When it's hard to leave or say goodbye...grieving the endings, embracing flow
it's ok to grieve, learned secure attachment, and loving things
“Life is hard, filled with loss and suffering. Life is glorious, amazing, stunning, incomparable. To deny either truth is to live in some fantasy of the ideal or to be crushed by the weight of pain. Instead, both are true and it requires a familiarity with both to fully encompass the full range of being human.”—Francis Weller
What are you resisting?
I have been fighting against something lately in myself and that something is grief. When I sense it bubbling up, I tell it to go away. I tell myself I need to be more present. I need to enjoy the moment and the beauty around me, and I shove it back down to the cave from whence it came.
This has been happening more and more lately and so this morning, my conscious mind started to notice and to be curious about it.
Which led me to resorting to some techniques I have written to you about previously. I refuse to be on some pedestal of all-knowing teacher who says things about how to live, things that are for “other” people who are less evolved than me.

Dataset items:
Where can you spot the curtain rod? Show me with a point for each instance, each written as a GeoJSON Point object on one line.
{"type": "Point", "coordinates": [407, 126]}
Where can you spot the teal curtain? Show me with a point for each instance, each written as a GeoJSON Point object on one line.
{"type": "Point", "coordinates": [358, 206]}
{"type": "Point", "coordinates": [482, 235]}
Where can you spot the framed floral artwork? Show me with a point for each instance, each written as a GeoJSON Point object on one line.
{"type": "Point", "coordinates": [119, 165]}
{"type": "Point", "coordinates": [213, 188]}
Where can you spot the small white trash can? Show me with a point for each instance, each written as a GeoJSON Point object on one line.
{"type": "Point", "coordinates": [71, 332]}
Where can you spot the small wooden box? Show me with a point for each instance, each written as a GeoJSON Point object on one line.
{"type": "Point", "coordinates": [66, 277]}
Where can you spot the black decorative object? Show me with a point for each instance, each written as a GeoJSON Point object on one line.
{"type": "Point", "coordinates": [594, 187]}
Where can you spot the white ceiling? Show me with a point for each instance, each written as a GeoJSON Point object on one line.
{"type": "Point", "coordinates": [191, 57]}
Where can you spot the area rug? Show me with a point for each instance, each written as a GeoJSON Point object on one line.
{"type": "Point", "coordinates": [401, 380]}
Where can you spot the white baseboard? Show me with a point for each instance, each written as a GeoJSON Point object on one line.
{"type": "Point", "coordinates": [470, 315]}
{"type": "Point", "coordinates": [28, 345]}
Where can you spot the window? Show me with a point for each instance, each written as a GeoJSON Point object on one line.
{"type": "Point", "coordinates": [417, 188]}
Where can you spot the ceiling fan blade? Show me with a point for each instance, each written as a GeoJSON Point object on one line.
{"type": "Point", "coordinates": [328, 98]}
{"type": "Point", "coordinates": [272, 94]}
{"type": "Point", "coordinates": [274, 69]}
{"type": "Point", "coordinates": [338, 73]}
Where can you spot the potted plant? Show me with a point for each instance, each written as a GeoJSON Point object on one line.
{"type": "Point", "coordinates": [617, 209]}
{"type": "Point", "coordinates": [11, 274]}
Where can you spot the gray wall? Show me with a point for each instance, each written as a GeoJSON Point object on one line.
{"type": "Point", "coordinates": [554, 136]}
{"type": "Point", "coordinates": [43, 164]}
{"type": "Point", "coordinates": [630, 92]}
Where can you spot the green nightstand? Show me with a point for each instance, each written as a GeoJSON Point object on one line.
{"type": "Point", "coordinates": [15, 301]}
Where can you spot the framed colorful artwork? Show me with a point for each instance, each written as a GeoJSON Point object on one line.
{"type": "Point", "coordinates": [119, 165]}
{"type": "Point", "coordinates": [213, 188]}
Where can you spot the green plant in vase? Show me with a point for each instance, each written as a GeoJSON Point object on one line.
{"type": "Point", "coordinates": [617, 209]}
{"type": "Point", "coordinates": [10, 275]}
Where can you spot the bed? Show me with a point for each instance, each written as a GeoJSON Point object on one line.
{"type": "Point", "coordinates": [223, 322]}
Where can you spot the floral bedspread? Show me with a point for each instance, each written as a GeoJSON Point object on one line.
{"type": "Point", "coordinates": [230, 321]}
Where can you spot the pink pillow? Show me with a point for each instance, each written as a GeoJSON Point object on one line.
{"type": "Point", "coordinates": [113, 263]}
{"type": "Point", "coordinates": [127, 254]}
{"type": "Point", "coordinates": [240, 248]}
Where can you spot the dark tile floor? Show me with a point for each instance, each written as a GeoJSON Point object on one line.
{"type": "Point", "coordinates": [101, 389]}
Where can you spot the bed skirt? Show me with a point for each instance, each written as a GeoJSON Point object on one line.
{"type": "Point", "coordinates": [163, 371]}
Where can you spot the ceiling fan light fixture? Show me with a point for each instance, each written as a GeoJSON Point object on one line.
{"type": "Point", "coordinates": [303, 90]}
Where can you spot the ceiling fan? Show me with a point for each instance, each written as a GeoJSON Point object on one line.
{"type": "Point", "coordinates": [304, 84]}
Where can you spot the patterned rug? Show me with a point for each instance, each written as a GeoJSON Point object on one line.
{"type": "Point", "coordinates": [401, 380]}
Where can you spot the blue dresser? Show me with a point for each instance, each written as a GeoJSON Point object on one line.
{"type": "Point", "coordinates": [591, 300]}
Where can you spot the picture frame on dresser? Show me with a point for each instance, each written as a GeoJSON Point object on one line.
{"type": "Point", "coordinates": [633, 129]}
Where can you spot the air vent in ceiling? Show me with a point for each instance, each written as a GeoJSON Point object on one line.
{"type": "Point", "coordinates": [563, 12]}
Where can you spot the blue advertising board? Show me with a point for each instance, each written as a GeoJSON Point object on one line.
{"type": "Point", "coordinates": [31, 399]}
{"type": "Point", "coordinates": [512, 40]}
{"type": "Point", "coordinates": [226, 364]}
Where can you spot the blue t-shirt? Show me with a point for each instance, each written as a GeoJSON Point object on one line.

→ COMPLETE THE FOLLOWING
a - In the passage on grief, what does the writer say they have lately been fighting against in themselves?
b - List every line of the records that contains the word "white", matching case exactly.

→ SOLUTIONS TO EACH TASK
a - Grief.

b -
Where can you spot the small white trash can? Show me with a point for each instance, each written as a GeoJSON Point object on one line.
Where can you spot the white ceiling? Show me with a point for each instance, each written as a GeoJSON Point object on one line.
Where can you spot the white baseboard? Show me with a point for each instance, each written as a GeoJSON Point object on one line.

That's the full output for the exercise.